**Data items:**
====================
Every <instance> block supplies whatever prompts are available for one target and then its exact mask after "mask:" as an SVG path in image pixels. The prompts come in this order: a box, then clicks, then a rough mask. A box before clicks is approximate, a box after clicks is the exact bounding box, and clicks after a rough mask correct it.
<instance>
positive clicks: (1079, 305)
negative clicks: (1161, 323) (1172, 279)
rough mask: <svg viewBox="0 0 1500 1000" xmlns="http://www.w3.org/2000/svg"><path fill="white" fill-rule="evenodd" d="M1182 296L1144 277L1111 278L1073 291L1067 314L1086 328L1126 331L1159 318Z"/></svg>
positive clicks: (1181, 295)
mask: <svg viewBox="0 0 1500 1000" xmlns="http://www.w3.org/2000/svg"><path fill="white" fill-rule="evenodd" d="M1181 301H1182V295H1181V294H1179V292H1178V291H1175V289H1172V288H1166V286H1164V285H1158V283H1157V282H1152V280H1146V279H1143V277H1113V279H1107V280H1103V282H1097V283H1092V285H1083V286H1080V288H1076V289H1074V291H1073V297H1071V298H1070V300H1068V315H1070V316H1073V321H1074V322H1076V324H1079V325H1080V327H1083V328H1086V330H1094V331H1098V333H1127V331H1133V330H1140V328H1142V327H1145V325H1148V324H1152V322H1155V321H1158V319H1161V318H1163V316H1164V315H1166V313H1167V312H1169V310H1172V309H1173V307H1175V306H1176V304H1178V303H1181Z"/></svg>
====================
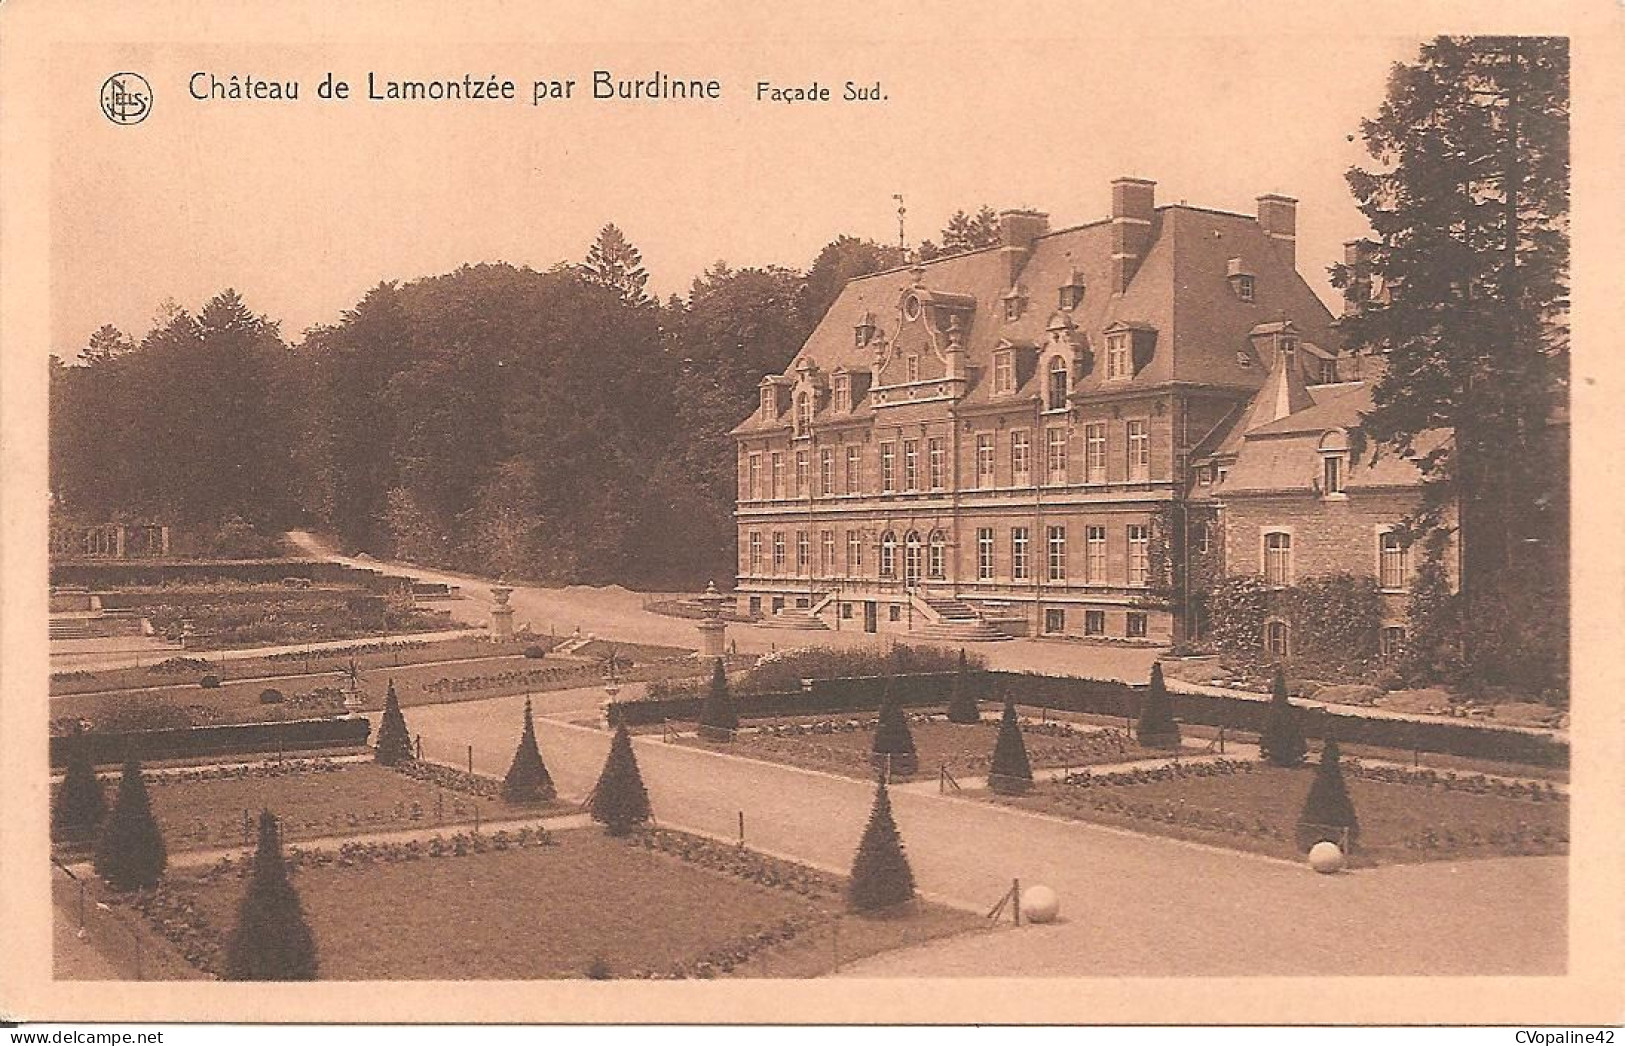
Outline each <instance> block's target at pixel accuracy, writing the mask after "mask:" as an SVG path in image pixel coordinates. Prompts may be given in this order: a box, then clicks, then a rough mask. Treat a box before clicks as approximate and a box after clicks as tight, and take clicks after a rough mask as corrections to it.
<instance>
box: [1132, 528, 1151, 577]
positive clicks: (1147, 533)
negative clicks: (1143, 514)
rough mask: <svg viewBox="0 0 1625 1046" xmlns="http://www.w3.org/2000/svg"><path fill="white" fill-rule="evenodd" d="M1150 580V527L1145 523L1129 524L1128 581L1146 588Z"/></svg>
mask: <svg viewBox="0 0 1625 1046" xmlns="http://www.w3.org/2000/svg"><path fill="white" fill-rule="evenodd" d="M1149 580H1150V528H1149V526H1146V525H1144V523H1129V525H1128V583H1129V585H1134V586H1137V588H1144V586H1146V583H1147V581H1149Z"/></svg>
====================
Pick out each line of the data above that contains the word "positive" and copy those lines. Treat uppercase and lowercase as different.

positive clicks: (1079, 305)
positive clicks: (1181, 295)
positive clicks: (1147, 533)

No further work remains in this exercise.